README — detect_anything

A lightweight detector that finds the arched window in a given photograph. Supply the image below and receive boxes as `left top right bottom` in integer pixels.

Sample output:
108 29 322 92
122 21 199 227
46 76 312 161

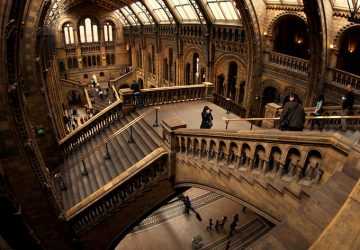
192 53 200 84
79 18 99 43
104 22 114 42
64 23 74 44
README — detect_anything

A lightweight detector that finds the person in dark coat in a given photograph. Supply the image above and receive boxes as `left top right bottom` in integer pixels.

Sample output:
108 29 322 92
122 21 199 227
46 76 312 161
200 106 213 129
279 94 305 131
341 84 355 131
131 81 142 109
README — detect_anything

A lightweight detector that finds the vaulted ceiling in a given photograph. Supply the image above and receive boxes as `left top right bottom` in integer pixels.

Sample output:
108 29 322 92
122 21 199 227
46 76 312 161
46 0 353 26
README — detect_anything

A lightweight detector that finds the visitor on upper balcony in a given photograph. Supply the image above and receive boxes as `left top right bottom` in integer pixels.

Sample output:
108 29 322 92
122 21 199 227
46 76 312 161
279 93 305 131
311 94 325 130
131 80 142 109
341 83 355 131
200 106 213 129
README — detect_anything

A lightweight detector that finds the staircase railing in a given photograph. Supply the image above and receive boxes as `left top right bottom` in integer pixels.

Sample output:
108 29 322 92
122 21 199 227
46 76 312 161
65 148 168 235
269 52 309 73
171 129 352 186
119 83 214 109
61 107 160 173
223 115 360 131
260 103 360 129
59 101 123 155
330 69 360 91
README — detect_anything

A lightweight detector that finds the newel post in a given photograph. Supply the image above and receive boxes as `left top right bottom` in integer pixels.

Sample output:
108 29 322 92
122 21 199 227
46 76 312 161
202 82 214 101
261 103 281 128
161 118 186 177
119 88 135 110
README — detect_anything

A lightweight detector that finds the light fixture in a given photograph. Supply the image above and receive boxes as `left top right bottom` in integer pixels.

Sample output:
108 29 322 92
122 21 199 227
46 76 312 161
347 0 360 23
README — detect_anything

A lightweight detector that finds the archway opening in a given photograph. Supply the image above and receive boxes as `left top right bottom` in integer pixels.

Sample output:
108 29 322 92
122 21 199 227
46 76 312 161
274 15 309 59
336 26 360 76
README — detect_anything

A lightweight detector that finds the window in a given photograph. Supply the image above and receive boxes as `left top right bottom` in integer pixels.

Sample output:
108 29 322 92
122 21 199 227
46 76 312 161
104 22 114 42
169 0 200 23
64 23 74 45
79 18 99 43
206 0 240 20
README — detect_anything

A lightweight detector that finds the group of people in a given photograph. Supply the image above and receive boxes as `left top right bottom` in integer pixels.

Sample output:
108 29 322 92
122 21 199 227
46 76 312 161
278 84 355 131
206 207 246 236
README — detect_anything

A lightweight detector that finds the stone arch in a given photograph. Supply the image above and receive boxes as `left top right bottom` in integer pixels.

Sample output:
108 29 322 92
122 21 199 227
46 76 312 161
270 13 310 60
266 11 307 37
214 54 247 101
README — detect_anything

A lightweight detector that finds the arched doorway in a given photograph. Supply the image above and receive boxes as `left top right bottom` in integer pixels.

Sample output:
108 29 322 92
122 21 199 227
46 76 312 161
185 63 190 85
273 15 309 59
336 26 360 76
217 74 225 96
227 62 238 100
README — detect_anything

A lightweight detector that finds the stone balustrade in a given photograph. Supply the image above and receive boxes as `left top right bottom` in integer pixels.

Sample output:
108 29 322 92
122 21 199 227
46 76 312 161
269 52 309 73
119 82 214 109
65 148 168 235
329 69 360 91
261 103 360 129
59 101 123 155
172 129 351 186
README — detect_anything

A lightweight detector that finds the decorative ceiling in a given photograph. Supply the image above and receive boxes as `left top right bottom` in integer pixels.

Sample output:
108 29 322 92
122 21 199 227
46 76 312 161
45 0 352 27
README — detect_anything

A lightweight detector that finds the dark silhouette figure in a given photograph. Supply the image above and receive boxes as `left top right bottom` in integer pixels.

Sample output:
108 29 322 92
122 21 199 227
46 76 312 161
131 81 142 109
279 94 305 131
215 220 220 231
206 218 214 231
200 106 213 129
220 216 227 229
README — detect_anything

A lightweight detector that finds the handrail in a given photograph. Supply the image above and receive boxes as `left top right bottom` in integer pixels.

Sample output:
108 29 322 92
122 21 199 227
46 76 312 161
59 101 122 145
62 107 160 172
222 115 360 130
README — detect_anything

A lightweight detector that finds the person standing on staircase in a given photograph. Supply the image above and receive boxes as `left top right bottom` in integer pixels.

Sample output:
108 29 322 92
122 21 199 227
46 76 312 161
200 106 213 129
341 84 355 131
131 80 142 109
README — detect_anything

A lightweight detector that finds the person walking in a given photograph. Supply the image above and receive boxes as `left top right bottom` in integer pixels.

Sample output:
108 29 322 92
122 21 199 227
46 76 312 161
341 84 355 132
215 220 220 232
200 106 213 129
220 216 227 229
131 81 142 109
279 93 305 131
311 94 325 130
206 218 214 231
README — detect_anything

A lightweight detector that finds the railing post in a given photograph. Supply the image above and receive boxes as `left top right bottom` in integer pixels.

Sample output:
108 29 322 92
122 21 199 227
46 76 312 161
81 159 87 175
153 108 159 127
104 143 110 160
54 173 67 191
226 98 231 114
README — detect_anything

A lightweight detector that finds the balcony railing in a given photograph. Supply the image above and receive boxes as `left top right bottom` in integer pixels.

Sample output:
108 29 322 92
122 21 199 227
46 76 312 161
330 69 360 91
80 43 100 53
262 103 360 129
59 101 123 155
269 52 309 73
172 129 351 186
214 93 246 117
119 83 214 111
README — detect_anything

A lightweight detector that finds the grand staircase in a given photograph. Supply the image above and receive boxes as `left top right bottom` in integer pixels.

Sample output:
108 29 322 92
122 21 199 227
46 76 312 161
59 112 162 210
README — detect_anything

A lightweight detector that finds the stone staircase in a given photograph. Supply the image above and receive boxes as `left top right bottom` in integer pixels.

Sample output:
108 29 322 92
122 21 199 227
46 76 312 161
249 172 356 249
57 112 162 210
201 217 273 250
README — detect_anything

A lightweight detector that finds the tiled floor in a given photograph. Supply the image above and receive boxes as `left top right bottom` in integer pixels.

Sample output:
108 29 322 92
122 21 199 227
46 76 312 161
116 188 257 250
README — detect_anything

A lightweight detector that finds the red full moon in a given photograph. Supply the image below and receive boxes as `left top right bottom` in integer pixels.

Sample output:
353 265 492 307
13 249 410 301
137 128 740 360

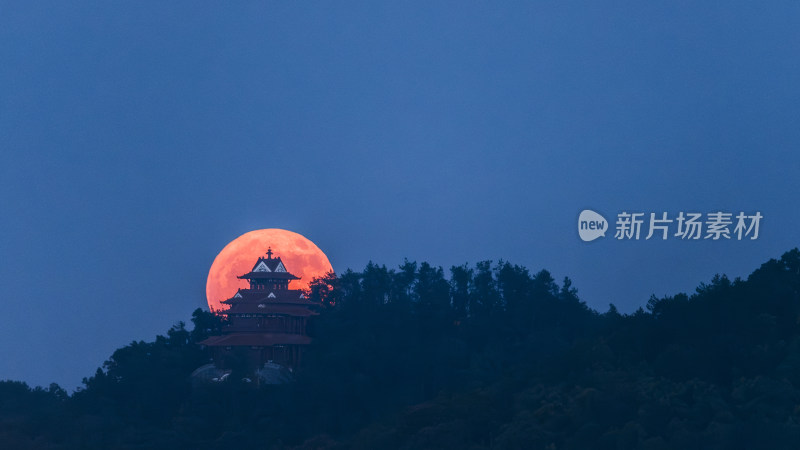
206 228 333 310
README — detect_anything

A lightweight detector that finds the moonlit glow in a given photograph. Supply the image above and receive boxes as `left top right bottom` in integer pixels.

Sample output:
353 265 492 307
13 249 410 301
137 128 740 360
206 228 333 310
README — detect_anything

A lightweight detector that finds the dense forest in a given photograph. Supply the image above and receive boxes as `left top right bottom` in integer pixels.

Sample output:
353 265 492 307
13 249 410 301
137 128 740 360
0 249 800 450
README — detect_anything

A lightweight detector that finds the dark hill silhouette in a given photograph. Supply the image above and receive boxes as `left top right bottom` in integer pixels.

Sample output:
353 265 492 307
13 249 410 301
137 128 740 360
0 249 800 449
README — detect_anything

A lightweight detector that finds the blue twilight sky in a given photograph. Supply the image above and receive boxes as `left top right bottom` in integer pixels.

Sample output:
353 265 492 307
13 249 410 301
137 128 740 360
0 0 800 388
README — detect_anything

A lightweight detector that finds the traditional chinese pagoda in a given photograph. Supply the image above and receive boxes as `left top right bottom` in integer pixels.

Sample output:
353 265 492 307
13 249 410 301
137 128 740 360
195 248 317 383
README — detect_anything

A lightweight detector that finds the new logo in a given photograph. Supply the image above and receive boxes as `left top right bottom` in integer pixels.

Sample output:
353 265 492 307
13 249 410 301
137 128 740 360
578 209 608 242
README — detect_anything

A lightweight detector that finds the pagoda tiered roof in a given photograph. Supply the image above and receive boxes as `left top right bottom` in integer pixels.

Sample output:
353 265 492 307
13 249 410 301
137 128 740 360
237 249 300 280
201 332 311 347
222 289 316 306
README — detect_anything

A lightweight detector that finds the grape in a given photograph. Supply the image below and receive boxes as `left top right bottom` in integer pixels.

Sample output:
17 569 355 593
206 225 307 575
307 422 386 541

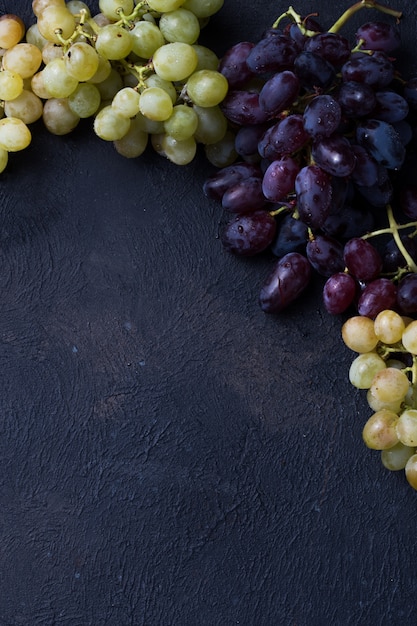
323 272 357 315
259 252 311 313
220 210 276 256
295 165 332 228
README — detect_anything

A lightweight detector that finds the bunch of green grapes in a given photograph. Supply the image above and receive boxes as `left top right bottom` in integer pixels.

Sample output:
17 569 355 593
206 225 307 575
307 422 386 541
342 309 417 490
0 0 228 171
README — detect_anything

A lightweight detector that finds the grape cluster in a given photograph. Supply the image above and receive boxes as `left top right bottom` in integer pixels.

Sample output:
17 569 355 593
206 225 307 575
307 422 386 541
342 309 417 489
0 0 228 171
204 2 417 318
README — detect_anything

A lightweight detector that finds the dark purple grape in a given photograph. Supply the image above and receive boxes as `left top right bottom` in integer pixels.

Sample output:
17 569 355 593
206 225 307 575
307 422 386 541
356 22 401 52
358 278 397 319
259 252 311 313
372 89 409 124
271 215 308 257
222 176 266 213
295 165 332 228
356 119 405 170
221 89 268 126
311 134 356 177
351 144 378 187
397 274 417 315
246 33 298 74
258 113 310 161
203 163 262 200
336 80 376 118
306 234 345 278
304 32 351 68
259 70 300 118
344 237 382 282
294 50 336 91
303 94 342 138
218 41 255 89
341 52 395 89
262 156 300 202
323 272 357 315
220 211 277 257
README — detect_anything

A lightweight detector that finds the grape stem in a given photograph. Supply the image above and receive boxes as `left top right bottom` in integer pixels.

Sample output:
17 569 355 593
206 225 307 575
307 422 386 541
328 0 402 33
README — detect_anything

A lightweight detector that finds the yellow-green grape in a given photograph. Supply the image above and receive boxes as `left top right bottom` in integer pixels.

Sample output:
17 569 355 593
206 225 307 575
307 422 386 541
95 24 133 61
187 70 229 107
151 134 197 165
0 13 25 48
37 4 76 43
381 441 415 472
111 87 140 117
182 0 224 19
68 83 101 119
130 20 166 59
374 309 405 345
152 41 198 82
164 104 198 141
113 117 149 159
369 367 410 402
64 41 99 82
4 89 43 124
193 106 228 145
396 409 417 447
342 315 379 354
349 352 386 389
42 98 80 135
42 59 78 98
159 7 200 44
0 70 23 100
193 43 220 72
0 117 32 152
139 87 173 122
3 43 42 78
94 105 130 141
405 454 417 489
401 320 417 354
362 409 398 450
98 0 134 22
204 130 238 167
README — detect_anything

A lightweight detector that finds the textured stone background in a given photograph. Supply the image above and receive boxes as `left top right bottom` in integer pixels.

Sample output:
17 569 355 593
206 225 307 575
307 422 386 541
0 0 417 626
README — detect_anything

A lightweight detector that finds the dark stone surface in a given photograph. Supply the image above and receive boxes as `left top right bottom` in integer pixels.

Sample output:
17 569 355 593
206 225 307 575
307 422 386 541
0 0 417 626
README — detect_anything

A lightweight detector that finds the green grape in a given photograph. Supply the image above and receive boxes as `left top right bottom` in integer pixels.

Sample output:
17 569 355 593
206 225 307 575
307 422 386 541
95 24 133 61
187 70 229 107
37 5 76 43
130 21 166 59
64 41 99 82
42 98 80 135
0 70 23 101
0 117 32 152
112 87 140 117
193 106 228 145
94 105 131 141
4 89 43 124
164 104 198 141
68 83 101 119
159 7 200 44
349 352 386 389
3 43 42 78
139 87 173 122
152 41 198 82
204 131 238 167
113 117 149 159
193 43 220 72
42 59 78 98
98 0 134 22
381 441 415 472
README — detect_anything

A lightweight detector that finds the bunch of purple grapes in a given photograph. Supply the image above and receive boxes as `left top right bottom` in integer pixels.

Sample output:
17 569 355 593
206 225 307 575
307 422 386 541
204 3 417 317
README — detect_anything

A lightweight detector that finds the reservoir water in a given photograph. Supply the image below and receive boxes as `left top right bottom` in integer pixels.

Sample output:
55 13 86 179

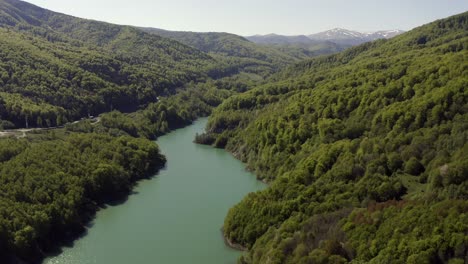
44 119 265 264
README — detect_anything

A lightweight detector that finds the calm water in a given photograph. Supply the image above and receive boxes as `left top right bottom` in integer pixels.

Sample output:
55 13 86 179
45 119 265 264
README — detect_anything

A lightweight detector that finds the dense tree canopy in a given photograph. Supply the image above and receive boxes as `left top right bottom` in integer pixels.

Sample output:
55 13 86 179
0 133 165 261
198 13 468 263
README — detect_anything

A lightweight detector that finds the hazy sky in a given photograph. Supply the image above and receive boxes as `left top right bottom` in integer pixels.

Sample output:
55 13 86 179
23 0 468 35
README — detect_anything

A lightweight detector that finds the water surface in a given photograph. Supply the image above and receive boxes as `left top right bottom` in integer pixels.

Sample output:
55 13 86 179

Given exercise »
Scale everything from the start of the items through the line holding "64 23 74 44", inclusive, and write it out again in full, including the README text. Multiply each bounding-box coordinate in the answers by 2 and round to whole numbers, halves up, leave every other number as it is, and omit the pictures.

Exercise result »
README — detect_anything

A lightweight detector that finds the arched window in a given photograph. Supply the image below and receive boxes as `left top right bottom` in integer pixels.

Sample output:
108 29 322 92
122 21 199 227
46 76 312 161

384 106 400 168
158 36 198 86
208 44 228 84
128 46 148 88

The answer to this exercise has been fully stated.